**INSTRUCTIONS FOR THE TASK:** Put the following material into a numbered list with one entry per line, leaving out any blank lines.

**LISTING:**
———
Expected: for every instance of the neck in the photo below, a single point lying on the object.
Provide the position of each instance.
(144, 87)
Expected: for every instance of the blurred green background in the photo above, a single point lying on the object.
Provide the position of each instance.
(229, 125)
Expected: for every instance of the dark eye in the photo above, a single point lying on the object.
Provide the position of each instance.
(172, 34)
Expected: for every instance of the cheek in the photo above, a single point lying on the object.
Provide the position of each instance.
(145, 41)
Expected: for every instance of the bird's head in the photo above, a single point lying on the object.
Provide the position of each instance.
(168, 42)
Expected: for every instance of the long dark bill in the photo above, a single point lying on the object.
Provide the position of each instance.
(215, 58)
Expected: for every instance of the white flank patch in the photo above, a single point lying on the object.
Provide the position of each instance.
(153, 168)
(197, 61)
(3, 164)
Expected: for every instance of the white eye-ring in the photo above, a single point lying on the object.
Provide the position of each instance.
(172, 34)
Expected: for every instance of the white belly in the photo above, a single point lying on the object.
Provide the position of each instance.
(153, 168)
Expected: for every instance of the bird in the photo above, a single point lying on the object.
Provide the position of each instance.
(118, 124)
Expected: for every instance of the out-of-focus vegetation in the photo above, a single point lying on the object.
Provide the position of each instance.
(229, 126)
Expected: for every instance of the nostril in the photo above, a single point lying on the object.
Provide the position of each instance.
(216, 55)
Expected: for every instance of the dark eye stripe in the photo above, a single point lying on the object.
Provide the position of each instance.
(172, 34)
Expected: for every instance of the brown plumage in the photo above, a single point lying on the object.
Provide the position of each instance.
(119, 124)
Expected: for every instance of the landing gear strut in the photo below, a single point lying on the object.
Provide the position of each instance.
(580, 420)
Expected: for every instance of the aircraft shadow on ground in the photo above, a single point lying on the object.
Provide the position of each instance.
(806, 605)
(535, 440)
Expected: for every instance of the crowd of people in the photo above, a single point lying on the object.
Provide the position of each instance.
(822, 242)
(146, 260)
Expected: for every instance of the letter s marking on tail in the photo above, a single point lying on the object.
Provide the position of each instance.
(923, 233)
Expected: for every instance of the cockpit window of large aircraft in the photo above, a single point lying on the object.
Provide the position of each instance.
———
**RESULT OF THE TASK:**
1. Expected: for every instance of the neck in the photo below, a single point lying on the object.
2. Provide the position of each instance.
3. (144, 87)
4. Expected: for every instance of the blurred green background in the photo above, a single point lying on the object.
5. Provide the position of each instance.
6. (229, 125)
7. Expected: for every instance of the dark eye in the photo above, a single point lying on the object.
8. Provide the position of each instance.
9. (172, 34)
10. Expected: for every instance of the cheek in the photo above, a single point lying on the object.
11. Provide the position of each instance.
12. (145, 41)
13. Expected: for every instance of the bird's head in the photo above, a single point lying on the object.
14. Provide the position of each instance.
15. (168, 42)
16. Expected: for every instance of the long dark bill in the photo above, a single point lying on the object.
17. Provide the position of each instance.
18. (215, 58)
19. Expected: for every instance of the white flank patch in the photo above, a single point lying on the object.
20. Provide the position of each instance.
21. (153, 168)
22. (197, 61)
23. (3, 164)
24. Expected: for every instance of the white eye-ring in the photo above, a single point lying on the object.
25. Provide the position of each instance.
26. (172, 34)
27. Expected: for every instance of the white belly in the photo above, a single point lying on the object.
28. Provide the position of each instance.
29. (153, 168)
30. Expected: for every instance of the bird in the photo above, a single point lying on the object.
31. Provide the position of each instance.
32. (118, 124)
33. Expected: for every instance of the out-of-focus vegetation in the photo above, a single point lying on the object.
34. Provide the position of each instance.
35. (229, 126)
36. Expected: for every instance of the nostril in the photo above, a single point lying on the object.
37. Provide the position of each instance.
38. (216, 55)
39. Expected: for every instance of the dark eye stripe in the photo above, a single point lying on the object.
40. Provide the position of each instance.
41. (172, 34)
42. Expected: for every instance of the brown plumage in the photo above, a single point lying on the object.
43. Provide the position of each instance.
44. (119, 124)
45. Expected: for every instance of the landing gear strut in the photo below, a single point lying on the object.
46. Provide the position of each instance.
47. (580, 420)
48. Expected: for every instance of the aircraft shadow on ground in the photo above, a single point lying on the object.
49. Provide the position of each instance.
50. (806, 605)
51. (535, 440)
52. Expected: for every instance of the crowd of people in the photo above, a single point lying on the object.
53. Provide the position of each instance.
54. (822, 242)
55. (146, 260)
56. Expected: for every instance of the letter s marking on tail in the photo above, a single point lying on the object.
57. Provide the position of each instance.
58. (923, 233)
59. Expected: for every instance of the cockpit window of large aircraft in the photo above, a single point lying on the object.
60. Provide the position of each instance.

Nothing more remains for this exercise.